▶ _Directions_
Produce an exact copy of the lines from the line containing "Practice step: indicate the woman" through the last line of the entries below, and only those lines.

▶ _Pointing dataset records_
========================
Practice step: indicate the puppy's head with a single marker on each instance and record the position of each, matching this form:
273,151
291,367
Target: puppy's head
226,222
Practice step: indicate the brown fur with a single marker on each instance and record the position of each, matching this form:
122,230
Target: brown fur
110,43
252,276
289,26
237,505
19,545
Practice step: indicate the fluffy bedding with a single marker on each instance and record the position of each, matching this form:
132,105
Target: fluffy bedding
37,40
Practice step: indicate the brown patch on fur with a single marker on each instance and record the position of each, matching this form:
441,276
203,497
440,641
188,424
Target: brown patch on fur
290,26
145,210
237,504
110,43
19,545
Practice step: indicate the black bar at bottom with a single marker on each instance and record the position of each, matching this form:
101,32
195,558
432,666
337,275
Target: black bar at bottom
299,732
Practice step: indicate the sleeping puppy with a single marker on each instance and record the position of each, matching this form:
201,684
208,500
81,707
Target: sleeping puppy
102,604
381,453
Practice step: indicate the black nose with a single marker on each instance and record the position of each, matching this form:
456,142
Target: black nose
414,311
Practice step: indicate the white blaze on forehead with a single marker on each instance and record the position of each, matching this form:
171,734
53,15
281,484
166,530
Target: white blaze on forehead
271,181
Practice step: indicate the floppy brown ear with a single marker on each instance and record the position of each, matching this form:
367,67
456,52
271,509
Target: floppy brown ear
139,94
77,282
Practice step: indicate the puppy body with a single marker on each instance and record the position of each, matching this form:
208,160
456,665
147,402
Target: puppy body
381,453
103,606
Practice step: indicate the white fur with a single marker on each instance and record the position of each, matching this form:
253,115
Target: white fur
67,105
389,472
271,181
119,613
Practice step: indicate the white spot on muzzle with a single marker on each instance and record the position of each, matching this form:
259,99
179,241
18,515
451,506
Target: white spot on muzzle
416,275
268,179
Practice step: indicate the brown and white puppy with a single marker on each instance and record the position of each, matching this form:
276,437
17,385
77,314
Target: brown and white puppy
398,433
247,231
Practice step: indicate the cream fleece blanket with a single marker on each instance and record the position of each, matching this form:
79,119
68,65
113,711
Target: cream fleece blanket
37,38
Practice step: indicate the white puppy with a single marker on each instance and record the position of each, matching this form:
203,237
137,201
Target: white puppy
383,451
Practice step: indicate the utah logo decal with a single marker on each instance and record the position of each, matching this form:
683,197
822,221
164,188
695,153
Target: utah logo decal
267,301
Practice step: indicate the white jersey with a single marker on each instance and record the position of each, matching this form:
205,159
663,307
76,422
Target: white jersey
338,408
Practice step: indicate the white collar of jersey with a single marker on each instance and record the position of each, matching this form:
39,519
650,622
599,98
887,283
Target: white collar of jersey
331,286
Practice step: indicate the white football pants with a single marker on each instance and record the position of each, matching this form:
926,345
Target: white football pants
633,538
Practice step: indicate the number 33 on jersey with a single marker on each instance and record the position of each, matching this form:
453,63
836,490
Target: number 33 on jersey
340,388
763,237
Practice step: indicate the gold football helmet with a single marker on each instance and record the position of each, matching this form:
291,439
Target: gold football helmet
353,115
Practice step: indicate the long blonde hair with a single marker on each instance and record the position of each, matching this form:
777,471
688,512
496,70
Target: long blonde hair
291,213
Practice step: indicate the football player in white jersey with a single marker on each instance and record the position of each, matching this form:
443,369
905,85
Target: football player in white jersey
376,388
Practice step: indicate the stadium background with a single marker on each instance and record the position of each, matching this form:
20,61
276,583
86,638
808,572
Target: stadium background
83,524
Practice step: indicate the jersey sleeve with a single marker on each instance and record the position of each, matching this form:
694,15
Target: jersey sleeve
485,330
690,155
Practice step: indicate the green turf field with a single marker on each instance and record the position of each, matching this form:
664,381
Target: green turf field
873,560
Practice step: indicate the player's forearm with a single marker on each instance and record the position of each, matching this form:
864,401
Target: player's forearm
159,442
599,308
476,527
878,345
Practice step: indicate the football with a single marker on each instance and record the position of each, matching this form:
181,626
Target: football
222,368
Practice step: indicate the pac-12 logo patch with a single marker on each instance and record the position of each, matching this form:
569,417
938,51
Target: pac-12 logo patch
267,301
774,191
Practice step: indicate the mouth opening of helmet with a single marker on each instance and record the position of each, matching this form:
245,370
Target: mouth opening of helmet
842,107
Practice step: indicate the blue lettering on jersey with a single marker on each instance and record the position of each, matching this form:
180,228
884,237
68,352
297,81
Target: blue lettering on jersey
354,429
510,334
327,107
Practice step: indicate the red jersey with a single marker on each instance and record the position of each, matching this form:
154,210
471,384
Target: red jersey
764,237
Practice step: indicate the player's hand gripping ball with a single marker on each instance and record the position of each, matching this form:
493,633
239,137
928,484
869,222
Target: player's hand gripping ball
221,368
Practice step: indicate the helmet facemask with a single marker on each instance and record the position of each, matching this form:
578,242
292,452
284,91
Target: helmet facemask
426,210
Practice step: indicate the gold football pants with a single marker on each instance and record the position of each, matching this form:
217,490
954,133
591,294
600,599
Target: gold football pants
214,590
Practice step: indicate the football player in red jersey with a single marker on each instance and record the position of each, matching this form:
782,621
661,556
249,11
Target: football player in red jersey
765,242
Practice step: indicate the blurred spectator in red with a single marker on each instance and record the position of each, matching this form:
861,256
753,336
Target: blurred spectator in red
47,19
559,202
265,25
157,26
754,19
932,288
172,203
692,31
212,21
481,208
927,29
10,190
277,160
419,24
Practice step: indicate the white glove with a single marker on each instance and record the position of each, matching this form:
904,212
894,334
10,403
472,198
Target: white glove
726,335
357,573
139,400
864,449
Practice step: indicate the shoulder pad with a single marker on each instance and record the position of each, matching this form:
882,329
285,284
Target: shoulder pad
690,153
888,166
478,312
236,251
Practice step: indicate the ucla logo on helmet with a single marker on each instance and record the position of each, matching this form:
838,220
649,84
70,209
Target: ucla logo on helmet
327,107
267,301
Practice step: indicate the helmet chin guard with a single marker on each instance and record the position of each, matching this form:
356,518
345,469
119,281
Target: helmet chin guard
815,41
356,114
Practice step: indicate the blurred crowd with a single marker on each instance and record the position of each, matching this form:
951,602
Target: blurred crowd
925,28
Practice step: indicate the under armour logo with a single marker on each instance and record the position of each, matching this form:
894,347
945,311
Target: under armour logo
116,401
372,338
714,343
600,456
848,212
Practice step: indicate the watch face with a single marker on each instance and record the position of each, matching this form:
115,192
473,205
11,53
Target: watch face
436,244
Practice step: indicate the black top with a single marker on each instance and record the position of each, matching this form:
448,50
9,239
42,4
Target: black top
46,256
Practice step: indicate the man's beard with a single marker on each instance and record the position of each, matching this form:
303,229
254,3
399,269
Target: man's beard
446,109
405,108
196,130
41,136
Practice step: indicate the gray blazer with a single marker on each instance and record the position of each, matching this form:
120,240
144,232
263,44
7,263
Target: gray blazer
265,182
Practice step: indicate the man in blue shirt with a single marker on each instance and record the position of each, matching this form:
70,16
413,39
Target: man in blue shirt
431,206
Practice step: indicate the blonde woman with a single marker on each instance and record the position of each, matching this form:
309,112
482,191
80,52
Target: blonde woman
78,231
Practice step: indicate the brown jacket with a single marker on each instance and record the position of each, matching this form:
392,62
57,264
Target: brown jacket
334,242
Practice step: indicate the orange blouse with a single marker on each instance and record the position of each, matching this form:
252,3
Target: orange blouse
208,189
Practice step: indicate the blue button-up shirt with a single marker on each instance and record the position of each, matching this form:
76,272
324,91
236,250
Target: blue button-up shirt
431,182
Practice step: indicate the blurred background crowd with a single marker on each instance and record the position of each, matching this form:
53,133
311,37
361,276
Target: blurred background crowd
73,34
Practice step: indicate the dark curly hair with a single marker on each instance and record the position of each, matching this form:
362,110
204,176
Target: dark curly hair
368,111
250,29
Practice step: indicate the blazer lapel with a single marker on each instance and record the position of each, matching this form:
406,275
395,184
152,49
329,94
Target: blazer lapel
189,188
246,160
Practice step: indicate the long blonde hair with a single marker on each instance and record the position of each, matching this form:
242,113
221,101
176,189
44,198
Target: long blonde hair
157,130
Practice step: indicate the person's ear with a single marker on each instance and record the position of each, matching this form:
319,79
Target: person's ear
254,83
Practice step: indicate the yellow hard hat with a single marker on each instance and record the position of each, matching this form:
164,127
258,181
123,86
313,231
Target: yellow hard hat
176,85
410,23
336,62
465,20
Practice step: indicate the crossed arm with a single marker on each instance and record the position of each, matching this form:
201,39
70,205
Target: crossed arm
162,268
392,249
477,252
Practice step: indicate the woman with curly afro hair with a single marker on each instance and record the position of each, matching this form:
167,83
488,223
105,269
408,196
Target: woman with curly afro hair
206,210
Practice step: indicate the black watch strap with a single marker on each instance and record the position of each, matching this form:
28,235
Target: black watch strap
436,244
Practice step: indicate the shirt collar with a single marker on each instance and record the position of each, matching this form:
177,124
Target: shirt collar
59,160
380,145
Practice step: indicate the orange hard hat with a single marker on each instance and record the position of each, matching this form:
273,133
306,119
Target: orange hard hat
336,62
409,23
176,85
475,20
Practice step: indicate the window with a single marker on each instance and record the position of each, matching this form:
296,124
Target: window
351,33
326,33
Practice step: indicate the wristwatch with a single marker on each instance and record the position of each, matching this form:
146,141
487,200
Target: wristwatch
========================
▶ _Result of this exercise_
Practice step: indicate the woman with curly afro hair with a single marker on each instance and record the position of each, matching this form:
167,83
488,223
105,269
408,196
Target: woman with curly afro hair
206,210
Practice step: indicate the black watch strap with a single marker on each instance and record the position of each, matching this form:
28,235
Target: black watch strap
436,244
Practice step: indicate the shirt collar with a single marker on each instance and record the position of each, matching this form:
177,124
Target: shirt collar
59,160
380,145
Practice step: indicate the orange hard hat with a single marker on each instance and record the position of each, matching this form:
273,133
306,119
Target: orange hard hat
336,62
409,23
176,85
475,20
Practice step: indicate the window with a single marker on each instance and record the position of each, matching this form:
296,124
Target: window
351,33
326,33
Practice step: indicate the wristwatch with a single marker on each instance and record the position of each, matching this form:
146,141
487,200
Target: wristwatch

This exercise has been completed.